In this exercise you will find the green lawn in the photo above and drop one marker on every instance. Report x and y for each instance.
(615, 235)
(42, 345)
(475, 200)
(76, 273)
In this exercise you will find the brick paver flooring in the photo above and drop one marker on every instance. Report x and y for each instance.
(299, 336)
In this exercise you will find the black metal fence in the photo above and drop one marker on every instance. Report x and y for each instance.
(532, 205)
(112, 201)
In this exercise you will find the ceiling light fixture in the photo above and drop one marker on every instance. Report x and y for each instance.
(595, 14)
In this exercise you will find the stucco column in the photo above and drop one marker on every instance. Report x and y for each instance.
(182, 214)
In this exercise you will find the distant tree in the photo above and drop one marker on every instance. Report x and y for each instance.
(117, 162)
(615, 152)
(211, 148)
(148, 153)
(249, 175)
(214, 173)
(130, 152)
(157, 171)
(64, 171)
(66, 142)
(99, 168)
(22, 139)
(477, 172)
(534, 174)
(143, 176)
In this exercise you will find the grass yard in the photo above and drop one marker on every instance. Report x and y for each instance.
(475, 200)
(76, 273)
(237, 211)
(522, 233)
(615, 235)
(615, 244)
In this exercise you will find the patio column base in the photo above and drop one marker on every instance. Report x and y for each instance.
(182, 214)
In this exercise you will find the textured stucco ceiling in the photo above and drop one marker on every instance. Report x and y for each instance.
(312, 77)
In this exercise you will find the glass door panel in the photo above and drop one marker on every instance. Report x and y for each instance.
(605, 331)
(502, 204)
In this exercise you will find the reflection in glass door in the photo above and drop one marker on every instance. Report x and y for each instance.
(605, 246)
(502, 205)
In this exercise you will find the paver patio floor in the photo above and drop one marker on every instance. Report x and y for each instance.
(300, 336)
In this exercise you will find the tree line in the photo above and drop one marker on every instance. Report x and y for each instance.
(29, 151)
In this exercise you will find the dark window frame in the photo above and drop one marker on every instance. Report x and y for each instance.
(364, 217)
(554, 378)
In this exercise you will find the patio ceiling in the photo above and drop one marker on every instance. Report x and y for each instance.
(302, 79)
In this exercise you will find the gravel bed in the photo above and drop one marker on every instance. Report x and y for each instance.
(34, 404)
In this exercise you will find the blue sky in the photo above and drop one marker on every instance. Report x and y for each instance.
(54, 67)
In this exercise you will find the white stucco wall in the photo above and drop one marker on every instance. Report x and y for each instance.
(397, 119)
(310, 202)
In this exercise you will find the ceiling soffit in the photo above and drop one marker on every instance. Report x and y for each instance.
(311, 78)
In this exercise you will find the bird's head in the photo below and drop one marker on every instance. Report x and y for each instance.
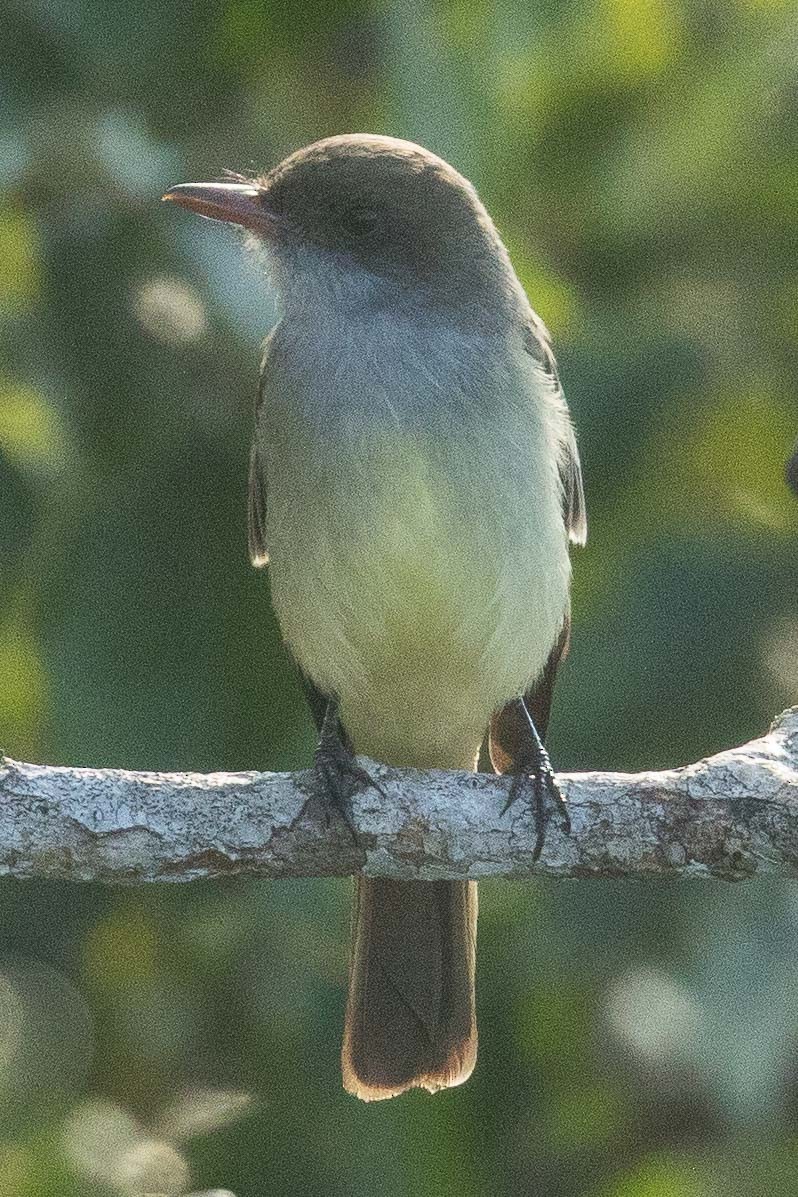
(365, 206)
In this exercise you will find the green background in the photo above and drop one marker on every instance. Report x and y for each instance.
(640, 160)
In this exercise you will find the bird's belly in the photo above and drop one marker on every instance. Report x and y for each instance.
(421, 605)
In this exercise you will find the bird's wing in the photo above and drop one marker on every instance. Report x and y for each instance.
(259, 551)
(573, 496)
(510, 751)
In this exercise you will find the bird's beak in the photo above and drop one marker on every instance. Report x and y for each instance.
(235, 202)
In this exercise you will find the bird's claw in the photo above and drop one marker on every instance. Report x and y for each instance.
(340, 772)
(538, 788)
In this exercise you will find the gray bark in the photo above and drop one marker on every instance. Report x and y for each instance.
(731, 815)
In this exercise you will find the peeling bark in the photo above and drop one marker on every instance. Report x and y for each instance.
(731, 815)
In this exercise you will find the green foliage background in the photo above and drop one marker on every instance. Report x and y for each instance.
(640, 159)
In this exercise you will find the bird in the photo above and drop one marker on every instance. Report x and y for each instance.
(414, 485)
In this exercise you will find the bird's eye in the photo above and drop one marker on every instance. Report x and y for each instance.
(359, 223)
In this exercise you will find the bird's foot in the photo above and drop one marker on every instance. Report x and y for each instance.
(340, 771)
(536, 785)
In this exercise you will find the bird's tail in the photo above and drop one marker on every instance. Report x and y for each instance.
(410, 1019)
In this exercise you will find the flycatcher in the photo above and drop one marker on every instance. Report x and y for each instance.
(414, 482)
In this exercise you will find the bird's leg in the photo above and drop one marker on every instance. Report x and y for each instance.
(337, 766)
(532, 776)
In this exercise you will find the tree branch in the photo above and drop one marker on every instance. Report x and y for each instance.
(731, 815)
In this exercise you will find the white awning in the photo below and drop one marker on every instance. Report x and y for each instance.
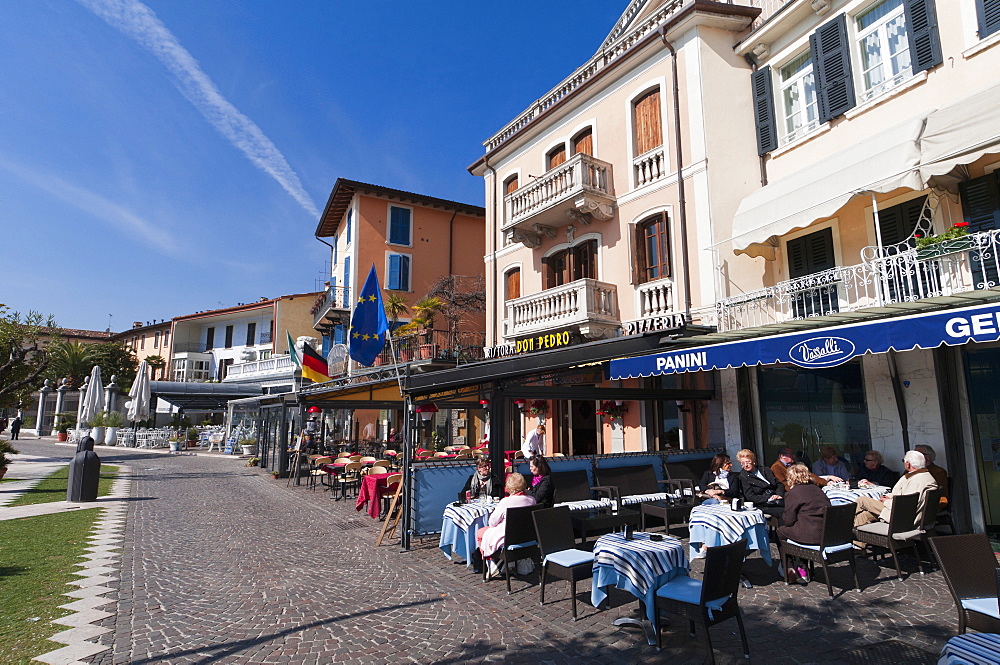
(959, 134)
(880, 164)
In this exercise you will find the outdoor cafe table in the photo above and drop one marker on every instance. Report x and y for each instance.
(721, 525)
(639, 566)
(971, 649)
(373, 488)
(459, 526)
(840, 495)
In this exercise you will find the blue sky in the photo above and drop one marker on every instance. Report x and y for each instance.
(164, 158)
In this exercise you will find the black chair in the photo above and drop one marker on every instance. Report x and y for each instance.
(519, 541)
(973, 576)
(554, 531)
(900, 532)
(836, 545)
(709, 601)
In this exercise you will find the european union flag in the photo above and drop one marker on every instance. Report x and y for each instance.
(369, 324)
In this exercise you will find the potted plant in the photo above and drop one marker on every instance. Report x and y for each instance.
(248, 445)
(64, 421)
(96, 424)
(113, 420)
(6, 449)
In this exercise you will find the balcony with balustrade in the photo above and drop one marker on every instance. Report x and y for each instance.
(578, 191)
(883, 282)
(585, 306)
(331, 307)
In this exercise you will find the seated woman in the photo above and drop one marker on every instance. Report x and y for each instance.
(541, 483)
(875, 472)
(483, 483)
(491, 537)
(805, 506)
(829, 466)
(755, 484)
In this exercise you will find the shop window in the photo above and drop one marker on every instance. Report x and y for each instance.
(809, 255)
(513, 284)
(584, 142)
(569, 265)
(653, 248)
(555, 157)
(647, 121)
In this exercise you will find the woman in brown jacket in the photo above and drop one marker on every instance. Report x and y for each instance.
(805, 506)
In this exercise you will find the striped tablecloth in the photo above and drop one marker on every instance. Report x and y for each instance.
(720, 525)
(840, 496)
(459, 526)
(639, 566)
(971, 649)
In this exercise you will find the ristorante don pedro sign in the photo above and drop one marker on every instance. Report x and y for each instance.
(531, 344)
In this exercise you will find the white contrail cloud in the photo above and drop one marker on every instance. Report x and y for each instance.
(139, 22)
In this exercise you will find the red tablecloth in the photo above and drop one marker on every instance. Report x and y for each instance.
(373, 488)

#### [Task brief]
Reproduce every item above word for word, without the pictures.

#### [Answer to this problem]
In this exercise you will find the green lawn in the photo above and drop one marker on every instance. Report x and y for each instance.
(615, 235)
(42, 345)
(475, 200)
(76, 273)
In this exercise you will find the brick paver flooring in the photo above and drop one marker on every instance. Report x and y for each instance.
(299, 336)
In this exercise you will find the black metal fence in the photo above and drop one marker on every instance. Report x and y for each instance.
(532, 205)
(112, 201)
In this exercise you will find the ceiling light fixture in the photo above and drop one marker on every instance. Report x and y for each instance.
(595, 14)
In this exercise you will find the stucco column in the photo above and drop one marker on every instance. Report x and y for each instance.
(182, 214)
In this exercise you will find the distant tree in the photo above and drop one marker on every instance. Report x and y for each instance.
(117, 162)
(615, 152)
(211, 148)
(148, 153)
(249, 175)
(214, 173)
(130, 152)
(157, 171)
(64, 171)
(66, 142)
(99, 168)
(22, 139)
(477, 172)
(534, 174)
(143, 176)
In this exercise you will find the grass yard in the photo above and drop one marker on every instance. Report x and y for each instance.
(475, 200)
(76, 273)
(237, 211)
(522, 233)
(615, 235)
(615, 244)
In this exercise you will find the patio column base in the photo above and drop one marker on every instance. Report x and y for each instance.
(182, 214)
In this exercise you will find the textured stucco ceiling in the photo above and drop one marker on every instance. Report x and y for each instance.
(312, 77)
In this exercise you will find the glass door panel in the photo above and drop one marker on every instance. Report x and y for each instance.
(605, 331)
(502, 204)
In this exercise you will find the reflection in glass door in the photo above and drop one marker on every instance. Report x and y for each instance.
(605, 246)
(502, 205)
In this exercise you will find the paver patio floor in the photo above and drop one marker on every instance. Report x and y for each instance.
(300, 336)
In this exercise you will find the tree line in the photo above and drop one marker on every instance. Report x and y for each instance.
(29, 151)
In this exercise you will find the dark window frame in the photo above and drop one marker on every instance. Report x and y for each instance.
(364, 217)
(554, 378)
In this exercise you will find the patio ceiling in the photo above and drop one marker on every instance. Report x and y for each instance.
(302, 79)
In this exercise you will find the gravel bed in the photo above and drop one marker on every instance. Report x and y for each instance.
(34, 404)
In this exercise you will find the blue sky in the photo above and drop one marker on every instance. Report x and y for each instance.
(54, 67)
In this exercise you will find the white stucco wall in the photo above and drop one marker on every instance. Report x and y for each instance.
(397, 119)
(310, 202)
In this exercise you will find the ceiling soffit in the photo above and drop one marker on every instance. Report x and y for each instance.
(311, 78)
In this exercise you will find the bird's head in the photo below and drop one marker on every instance. Report x and y for each instance.
(365, 206)
In this exercise you will find the green background in the photo above and drop one marker on every instance. Report x and y for each instance.
(640, 160)
In this exercise you will find the bird's belly in the photo above and drop one marker on every instance. Report x and y for each instance.
(421, 605)
In this exercise you will find the bird's wing in the photo above and drop one marker on every instance. Report x and y for each instance.
(259, 551)
(573, 496)
(510, 751)
In this exercise you will find the bird's beak in the photo above and drop one marker on every instance. Report x and y for each instance.
(235, 202)
In this exercise you will find the bird's claw in the photo above and drop one marker on every instance. Report x and y for each instance.
(340, 772)
(538, 788)
In this exercise you will find the gray bark in the photo above and drop one marker on every instance. Report x and y for each instance.
(731, 815)
In this exercise you will find the peeling bark in the photo above and drop one marker on every instance. Report x and y for each instance.
(731, 815)
In this exercise you will find the green foliage background in the photo above and drop one marker on every instance. Report x and y for each instance.
(640, 159)
In this exercise you will find the bird in the photo above and drop one marker on every instance. Report x and y for each instance.
(414, 485)
In this exercise you will find the bird's eye in the photo above and drop one marker on every instance. Report x and y for each instance.
(359, 223)
In this exercise you will find the bird's foot in the photo above and drop one marker on every instance. Report x and y for each instance.
(340, 771)
(536, 785)
In this exercise you will find the bird's tail in the photo above and drop one marker on every instance. Report x and y for each instance.
(410, 1019)
In this exercise you will find the flycatcher in the photo above and drop one marker on every instance. Report x and y for each instance.
(414, 482)
In this exercise you will find the bird's leg in the photo above and drop one marker on every instance. Report x and y for each instance.
(337, 766)
(532, 776)
In this exercise you will find the tree branch in the photo above and drop one marker on every instance. Report x and y for each instance.
(731, 815)
In this exercise you will find the white awning in the photo below and drop one marker on every instance. Report x and y for each instance.
(959, 134)
(880, 164)
In this exercise you will find the outdoor cafe table in the photo above and drop one marker on every instance. Report x and y for each instance.
(721, 525)
(639, 566)
(971, 649)
(373, 488)
(459, 526)
(840, 495)
In this exercise you will find the blue sky in the photo above and drop one marker on every instance. Report x and y for each instance.
(164, 158)
In this exercise you will find the black chair in the photo above and drop one marker on every instance. Report x and y for each instance.
(519, 541)
(973, 576)
(554, 531)
(900, 532)
(836, 545)
(709, 601)
In this exercise you will find the european union flag in the photo above and drop one marker on every instance. Report x and y for each instance.
(369, 324)
In this exercise you will find the potted plant in the photo above and drop one marker on every instance. Report x and y for each instance.
(248, 445)
(64, 421)
(96, 424)
(113, 420)
(6, 449)
In this exercise you will find the balcony with balustrade in the photo above and drop one marker on every instance. Report x and y for each instance.
(578, 191)
(883, 282)
(585, 306)
(331, 307)
In this exercise you will find the seated woman in the photo above and drop one marker on every instance. Report x and y for each instance.
(541, 483)
(875, 472)
(483, 483)
(491, 537)
(805, 506)
(829, 466)
(755, 484)
In this exercise you will find the shop window in the photo above and drop one marker on every instance. Report x and y for each instance.
(809, 255)
(513, 284)
(584, 142)
(569, 265)
(653, 248)
(555, 157)
(647, 121)
In this exercise you will find the woman in brown jacket in the photo above and drop one marker on every instance. Report x and y for each instance.
(805, 506)
In this exercise you will find the striped tablecloth in the photo above and drop one marker on every instance. Report x and y for each instance.
(720, 525)
(840, 496)
(459, 526)
(639, 566)
(971, 649)
In this exercise you will find the ristorante don pedro sign in the photo above and drop one marker on every instance. Report x and y for each instance.
(531, 344)
In this exercise you will find the white contrail cloud in the photo above and drop one marker on every instance. Report x and y for each instance.
(139, 22)
In this exercise you will find the red tablecloth in the photo above and drop one marker on every instance. Report x and y for each instance.
(373, 488)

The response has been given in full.